*INPUT RECORDS*
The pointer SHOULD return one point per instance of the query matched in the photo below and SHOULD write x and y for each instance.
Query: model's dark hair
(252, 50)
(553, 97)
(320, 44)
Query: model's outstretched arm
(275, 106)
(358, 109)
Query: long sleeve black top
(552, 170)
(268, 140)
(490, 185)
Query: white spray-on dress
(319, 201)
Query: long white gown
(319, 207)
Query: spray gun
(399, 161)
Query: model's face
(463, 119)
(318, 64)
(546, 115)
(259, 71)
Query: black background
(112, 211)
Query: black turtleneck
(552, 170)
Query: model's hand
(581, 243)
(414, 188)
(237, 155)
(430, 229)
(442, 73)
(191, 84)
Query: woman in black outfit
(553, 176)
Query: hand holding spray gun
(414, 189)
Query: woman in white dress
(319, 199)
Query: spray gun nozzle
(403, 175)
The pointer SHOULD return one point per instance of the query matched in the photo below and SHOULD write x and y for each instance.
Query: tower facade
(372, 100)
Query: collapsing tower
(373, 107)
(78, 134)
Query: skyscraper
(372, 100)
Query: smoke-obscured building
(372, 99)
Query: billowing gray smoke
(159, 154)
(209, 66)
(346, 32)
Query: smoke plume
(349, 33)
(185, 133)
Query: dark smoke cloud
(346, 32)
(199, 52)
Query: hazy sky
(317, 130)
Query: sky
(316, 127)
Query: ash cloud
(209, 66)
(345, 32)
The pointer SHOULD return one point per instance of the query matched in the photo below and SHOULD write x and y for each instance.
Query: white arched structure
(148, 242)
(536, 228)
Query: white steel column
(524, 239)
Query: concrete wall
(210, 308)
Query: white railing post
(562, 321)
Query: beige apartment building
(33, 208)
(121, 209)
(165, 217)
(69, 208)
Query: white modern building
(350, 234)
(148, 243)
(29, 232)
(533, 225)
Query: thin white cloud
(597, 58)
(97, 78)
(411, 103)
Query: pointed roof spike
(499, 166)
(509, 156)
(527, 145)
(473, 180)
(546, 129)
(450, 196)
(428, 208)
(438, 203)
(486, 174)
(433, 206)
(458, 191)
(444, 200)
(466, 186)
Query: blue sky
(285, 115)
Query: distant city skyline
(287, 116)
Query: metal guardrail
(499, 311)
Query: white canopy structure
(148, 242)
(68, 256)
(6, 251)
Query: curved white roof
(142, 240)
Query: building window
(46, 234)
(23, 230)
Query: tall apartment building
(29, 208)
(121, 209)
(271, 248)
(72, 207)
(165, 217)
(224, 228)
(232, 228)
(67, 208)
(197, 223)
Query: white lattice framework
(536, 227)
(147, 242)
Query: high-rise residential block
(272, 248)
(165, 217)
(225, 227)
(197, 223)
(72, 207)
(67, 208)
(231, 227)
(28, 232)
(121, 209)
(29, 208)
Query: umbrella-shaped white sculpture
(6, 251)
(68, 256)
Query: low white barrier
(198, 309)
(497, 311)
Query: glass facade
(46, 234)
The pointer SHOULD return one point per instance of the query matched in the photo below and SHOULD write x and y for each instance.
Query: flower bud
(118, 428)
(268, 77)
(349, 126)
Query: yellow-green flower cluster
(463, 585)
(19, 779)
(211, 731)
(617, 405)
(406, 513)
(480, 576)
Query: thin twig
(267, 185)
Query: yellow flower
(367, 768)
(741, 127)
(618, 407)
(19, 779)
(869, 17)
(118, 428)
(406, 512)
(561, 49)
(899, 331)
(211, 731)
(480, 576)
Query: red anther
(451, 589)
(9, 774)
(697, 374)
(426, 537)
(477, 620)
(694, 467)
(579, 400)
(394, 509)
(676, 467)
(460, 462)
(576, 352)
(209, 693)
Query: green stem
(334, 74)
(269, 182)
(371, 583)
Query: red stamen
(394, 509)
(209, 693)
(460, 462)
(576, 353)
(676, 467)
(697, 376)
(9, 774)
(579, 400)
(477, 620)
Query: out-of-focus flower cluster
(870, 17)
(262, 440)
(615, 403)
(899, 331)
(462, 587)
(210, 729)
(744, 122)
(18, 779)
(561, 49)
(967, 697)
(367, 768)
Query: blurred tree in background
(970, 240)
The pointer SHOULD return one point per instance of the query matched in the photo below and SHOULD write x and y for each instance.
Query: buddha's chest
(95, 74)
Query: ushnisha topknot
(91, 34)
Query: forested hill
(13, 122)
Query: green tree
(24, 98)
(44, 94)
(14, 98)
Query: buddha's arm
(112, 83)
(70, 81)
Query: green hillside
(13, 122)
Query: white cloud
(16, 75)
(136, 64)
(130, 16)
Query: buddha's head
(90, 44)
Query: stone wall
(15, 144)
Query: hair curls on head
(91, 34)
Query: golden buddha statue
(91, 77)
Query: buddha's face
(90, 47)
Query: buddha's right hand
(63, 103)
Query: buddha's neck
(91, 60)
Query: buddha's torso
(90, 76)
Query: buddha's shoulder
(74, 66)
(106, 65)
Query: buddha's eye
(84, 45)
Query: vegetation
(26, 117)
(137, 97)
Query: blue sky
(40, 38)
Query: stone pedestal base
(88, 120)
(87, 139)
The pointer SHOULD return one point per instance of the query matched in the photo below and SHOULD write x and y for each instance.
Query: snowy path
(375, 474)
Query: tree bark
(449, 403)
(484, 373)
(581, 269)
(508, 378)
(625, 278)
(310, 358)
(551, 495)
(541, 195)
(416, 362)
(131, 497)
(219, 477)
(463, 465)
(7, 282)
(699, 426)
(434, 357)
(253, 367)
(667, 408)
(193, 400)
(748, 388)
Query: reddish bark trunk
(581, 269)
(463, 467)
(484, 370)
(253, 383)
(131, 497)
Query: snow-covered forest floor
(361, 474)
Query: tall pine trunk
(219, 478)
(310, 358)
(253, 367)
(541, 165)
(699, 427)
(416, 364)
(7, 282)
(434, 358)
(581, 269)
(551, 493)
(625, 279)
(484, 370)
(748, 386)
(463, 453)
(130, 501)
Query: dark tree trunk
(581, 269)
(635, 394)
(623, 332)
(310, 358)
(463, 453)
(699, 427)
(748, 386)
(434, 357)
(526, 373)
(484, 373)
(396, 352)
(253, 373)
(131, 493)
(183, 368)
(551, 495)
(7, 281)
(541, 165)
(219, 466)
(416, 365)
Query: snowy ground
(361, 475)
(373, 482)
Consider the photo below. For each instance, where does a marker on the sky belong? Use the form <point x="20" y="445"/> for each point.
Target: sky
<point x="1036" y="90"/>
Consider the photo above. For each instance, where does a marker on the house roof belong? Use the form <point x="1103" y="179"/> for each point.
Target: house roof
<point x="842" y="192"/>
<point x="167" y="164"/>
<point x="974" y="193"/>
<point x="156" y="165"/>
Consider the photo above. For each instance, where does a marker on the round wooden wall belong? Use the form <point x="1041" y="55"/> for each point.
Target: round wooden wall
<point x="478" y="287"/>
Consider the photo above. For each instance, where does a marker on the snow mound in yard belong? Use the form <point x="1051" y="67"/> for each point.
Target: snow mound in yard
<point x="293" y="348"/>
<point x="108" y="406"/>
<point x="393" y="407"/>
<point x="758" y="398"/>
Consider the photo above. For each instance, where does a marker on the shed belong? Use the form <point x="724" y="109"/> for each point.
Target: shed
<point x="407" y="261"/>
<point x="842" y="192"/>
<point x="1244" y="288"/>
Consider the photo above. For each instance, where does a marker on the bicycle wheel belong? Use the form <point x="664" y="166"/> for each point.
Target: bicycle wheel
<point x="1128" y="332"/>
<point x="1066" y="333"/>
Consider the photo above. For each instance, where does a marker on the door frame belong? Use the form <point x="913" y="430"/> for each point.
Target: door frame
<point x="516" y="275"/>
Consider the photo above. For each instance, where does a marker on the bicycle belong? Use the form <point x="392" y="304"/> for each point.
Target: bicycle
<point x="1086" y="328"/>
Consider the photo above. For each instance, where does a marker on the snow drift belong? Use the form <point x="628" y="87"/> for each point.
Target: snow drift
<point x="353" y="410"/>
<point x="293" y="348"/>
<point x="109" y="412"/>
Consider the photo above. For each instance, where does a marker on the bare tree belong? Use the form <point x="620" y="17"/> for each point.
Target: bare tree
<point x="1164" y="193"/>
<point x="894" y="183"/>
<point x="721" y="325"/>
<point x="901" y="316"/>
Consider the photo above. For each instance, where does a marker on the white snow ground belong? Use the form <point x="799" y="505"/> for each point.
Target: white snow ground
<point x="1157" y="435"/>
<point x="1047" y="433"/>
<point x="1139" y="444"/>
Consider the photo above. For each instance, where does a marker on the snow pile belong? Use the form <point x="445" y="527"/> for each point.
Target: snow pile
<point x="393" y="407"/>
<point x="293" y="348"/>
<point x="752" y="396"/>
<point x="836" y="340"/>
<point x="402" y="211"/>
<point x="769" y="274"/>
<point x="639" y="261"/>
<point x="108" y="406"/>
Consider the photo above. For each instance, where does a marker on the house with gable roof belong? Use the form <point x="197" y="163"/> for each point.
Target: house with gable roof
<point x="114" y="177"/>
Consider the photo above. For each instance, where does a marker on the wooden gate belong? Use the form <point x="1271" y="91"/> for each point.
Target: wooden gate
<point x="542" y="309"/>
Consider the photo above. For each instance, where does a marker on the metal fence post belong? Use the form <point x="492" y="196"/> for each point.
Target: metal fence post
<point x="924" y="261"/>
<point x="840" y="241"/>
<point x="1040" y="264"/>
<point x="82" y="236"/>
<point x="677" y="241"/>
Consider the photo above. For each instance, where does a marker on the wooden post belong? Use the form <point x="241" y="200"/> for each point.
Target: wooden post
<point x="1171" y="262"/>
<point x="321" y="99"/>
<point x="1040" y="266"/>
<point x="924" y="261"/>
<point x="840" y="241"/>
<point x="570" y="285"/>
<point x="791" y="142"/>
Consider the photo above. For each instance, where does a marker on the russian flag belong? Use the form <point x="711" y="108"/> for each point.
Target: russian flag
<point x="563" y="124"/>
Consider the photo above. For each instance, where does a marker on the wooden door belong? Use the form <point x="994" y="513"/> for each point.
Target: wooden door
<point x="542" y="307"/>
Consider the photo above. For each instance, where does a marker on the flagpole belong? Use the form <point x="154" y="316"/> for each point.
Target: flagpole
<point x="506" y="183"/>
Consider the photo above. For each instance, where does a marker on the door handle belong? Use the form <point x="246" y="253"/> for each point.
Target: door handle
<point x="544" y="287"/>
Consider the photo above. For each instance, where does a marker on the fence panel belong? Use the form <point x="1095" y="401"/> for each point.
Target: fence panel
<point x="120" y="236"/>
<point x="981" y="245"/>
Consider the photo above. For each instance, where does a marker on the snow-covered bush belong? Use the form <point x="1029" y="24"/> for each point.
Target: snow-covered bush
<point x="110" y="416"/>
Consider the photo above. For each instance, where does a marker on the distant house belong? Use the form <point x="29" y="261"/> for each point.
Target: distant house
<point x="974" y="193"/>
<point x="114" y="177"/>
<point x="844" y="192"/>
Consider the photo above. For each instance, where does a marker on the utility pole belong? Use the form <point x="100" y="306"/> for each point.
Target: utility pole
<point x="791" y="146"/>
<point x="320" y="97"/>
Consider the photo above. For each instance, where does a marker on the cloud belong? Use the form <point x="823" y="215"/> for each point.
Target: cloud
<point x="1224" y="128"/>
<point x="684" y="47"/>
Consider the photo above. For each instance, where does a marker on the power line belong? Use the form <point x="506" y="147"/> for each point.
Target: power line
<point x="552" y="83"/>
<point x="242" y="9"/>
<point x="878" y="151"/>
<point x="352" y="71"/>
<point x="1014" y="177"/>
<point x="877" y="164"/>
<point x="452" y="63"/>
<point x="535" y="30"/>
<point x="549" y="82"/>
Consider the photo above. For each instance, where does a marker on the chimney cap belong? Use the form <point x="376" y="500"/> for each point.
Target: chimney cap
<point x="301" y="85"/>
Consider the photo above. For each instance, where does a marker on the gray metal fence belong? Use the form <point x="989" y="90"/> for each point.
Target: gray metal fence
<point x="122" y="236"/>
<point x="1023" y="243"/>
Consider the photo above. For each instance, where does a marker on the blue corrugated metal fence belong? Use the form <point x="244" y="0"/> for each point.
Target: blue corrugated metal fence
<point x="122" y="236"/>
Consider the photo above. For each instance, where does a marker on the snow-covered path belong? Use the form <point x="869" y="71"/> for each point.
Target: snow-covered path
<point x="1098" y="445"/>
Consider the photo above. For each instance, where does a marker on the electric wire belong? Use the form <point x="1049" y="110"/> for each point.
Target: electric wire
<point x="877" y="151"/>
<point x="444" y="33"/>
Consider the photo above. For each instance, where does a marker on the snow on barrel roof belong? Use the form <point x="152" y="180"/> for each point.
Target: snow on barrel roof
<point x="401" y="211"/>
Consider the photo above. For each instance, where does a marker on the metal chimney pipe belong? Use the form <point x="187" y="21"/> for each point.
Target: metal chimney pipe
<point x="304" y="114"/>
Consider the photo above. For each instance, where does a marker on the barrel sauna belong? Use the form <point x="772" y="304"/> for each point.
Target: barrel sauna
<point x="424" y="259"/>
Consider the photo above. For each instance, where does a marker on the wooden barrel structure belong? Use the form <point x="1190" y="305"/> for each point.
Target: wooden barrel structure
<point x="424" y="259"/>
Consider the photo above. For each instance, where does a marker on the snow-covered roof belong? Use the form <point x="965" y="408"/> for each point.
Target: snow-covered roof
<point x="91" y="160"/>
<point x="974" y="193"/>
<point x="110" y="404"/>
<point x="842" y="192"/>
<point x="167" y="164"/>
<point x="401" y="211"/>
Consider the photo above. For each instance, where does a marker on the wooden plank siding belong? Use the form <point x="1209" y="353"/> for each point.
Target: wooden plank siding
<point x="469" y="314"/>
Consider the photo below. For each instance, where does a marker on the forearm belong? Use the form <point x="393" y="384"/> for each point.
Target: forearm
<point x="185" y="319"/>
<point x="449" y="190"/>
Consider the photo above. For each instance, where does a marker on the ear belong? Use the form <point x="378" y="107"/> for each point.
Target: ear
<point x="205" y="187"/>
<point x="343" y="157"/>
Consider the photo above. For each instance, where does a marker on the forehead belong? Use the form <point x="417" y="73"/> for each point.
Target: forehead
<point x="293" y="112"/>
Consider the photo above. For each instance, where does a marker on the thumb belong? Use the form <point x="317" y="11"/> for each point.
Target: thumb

*PROMPT*
Go through the preceding material and copy each line that has the word "thumb".

*COMPLETED EXERCISE*
Consider the photo above. For each instance, where does a marker on the thumb belong? Use the form <point x="317" y="11"/> for each point.
Target: thumb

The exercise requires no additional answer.